* _Aim_: Convert the listing below into a JSON list of strings, one string per line with blank lines omitted, covering everything from its start through the line containing "x=505, y=32". Leave the picture out of the answer.

[Stored items]
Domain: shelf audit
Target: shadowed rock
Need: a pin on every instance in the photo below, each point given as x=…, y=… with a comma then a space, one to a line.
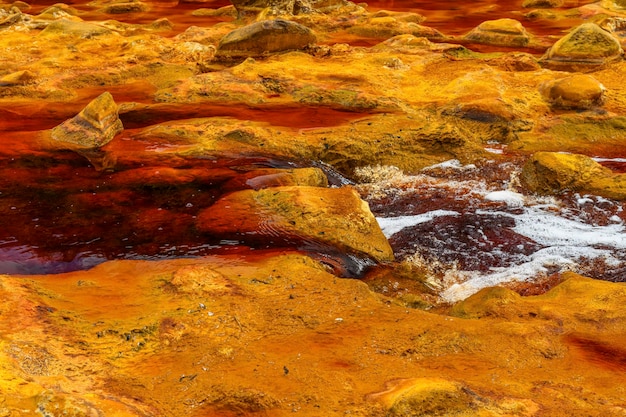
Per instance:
x=265, y=37
x=95, y=126
x=553, y=172
x=289, y=7
x=586, y=48
x=298, y=214
x=575, y=92
x=66, y=27
x=503, y=32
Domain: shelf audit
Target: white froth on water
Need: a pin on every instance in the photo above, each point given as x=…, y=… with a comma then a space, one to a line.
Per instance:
x=567, y=242
x=392, y=225
x=567, y=238
x=548, y=229
x=538, y=264
x=512, y=199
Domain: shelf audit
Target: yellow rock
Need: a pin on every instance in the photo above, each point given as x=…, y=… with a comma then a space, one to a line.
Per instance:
x=551, y=172
x=574, y=92
x=95, y=126
x=17, y=78
x=330, y=216
x=587, y=47
x=505, y=32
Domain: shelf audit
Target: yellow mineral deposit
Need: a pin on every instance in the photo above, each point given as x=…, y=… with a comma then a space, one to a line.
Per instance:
x=181, y=232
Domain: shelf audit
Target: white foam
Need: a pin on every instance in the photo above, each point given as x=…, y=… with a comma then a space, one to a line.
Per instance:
x=548, y=229
x=566, y=241
x=538, y=264
x=512, y=199
x=449, y=164
x=392, y=225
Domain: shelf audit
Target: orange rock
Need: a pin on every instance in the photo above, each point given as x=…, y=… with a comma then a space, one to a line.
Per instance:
x=326, y=216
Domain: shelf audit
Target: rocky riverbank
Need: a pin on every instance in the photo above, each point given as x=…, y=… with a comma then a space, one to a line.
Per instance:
x=191, y=198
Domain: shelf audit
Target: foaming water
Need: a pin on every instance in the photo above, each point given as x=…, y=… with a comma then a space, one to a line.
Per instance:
x=483, y=231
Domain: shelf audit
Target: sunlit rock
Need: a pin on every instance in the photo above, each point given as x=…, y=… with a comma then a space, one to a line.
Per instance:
x=586, y=48
x=95, y=126
x=542, y=3
x=552, y=172
x=385, y=24
x=330, y=216
x=516, y=61
x=287, y=7
x=424, y=396
x=269, y=177
x=504, y=32
x=265, y=37
x=125, y=7
x=574, y=92
x=65, y=27
x=57, y=11
x=11, y=18
x=17, y=78
x=619, y=5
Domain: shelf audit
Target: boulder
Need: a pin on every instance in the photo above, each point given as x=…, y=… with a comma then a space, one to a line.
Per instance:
x=425, y=397
x=579, y=91
x=284, y=7
x=586, y=48
x=95, y=126
x=265, y=37
x=300, y=215
x=501, y=32
x=547, y=4
x=17, y=78
x=66, y=27
x=614, y=4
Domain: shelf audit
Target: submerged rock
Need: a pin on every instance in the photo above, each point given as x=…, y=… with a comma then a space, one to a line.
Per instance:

* _Result of this task_:
[
  "Domain: shelf audit",
  "Target: shadowed rock",
  "Need: a pin on every instance in the photo below, each point given as x=…, y=… with a comma then a space, one to a line.",
  "Per instance:",
  "x=265, y=37",
  "x=95, y=126",
  "x=553, y=172",
  "x=289, y=7",
  "x=586, y=48",
  "x=298, y=214",
  "x=575, y=92",
  "x=66, y=27",
  "x=503, y=32",
  "Domain: shelf audit",
  "Target: white froth on water",
  "Need: a pin on every instance in the photo above, each point given as x=…, y=… with a comma then a space, one to a line.",
  "Per instance:",
  "x=567, y=242",
  "x=392, y=225",
  "x=567, y=238",
  "x=548, y=229",
  "x=538, y=264",
  "x=512, y=199",
  "Domain: shelf audit",
  "Target: yellow rock",
  "Need: a pin on every instance in the photo above, each point given as x=…, y=… with a comma then a space, one to a line.",
  "Per instance:",
  "x=551, y=172",
  "x=574, y=92",
  "x=95, y=126",
  "x=17, y=78",
  "x=330, y=216",
  "x=587, y=47",
  "x=505, y=32"
]